Supplied material =>
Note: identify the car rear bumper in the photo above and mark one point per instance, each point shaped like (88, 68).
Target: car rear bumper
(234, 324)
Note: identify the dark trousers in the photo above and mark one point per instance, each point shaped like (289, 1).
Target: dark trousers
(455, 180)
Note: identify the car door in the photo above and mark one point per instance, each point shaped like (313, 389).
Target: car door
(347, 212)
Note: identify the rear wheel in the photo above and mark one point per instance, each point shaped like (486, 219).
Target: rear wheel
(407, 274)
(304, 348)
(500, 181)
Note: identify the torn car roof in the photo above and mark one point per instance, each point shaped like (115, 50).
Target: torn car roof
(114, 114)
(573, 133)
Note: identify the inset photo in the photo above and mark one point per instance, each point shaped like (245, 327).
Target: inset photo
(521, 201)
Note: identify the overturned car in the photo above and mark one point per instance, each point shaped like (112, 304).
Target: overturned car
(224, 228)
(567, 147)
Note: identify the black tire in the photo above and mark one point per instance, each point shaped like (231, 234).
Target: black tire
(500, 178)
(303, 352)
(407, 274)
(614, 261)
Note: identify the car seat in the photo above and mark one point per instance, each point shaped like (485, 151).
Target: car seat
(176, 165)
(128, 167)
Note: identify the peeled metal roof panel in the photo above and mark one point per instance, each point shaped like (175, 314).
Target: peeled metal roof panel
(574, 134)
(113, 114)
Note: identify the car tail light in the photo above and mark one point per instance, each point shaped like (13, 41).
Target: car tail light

Aim of the task =>
When the string "tail" occurs in a line of the material, that line belongs in the answer.

Result for this task =>
Note: identify the car tail light in the photo above and mark one point per instance, each point shaped like (13, 41).
Target: car tail light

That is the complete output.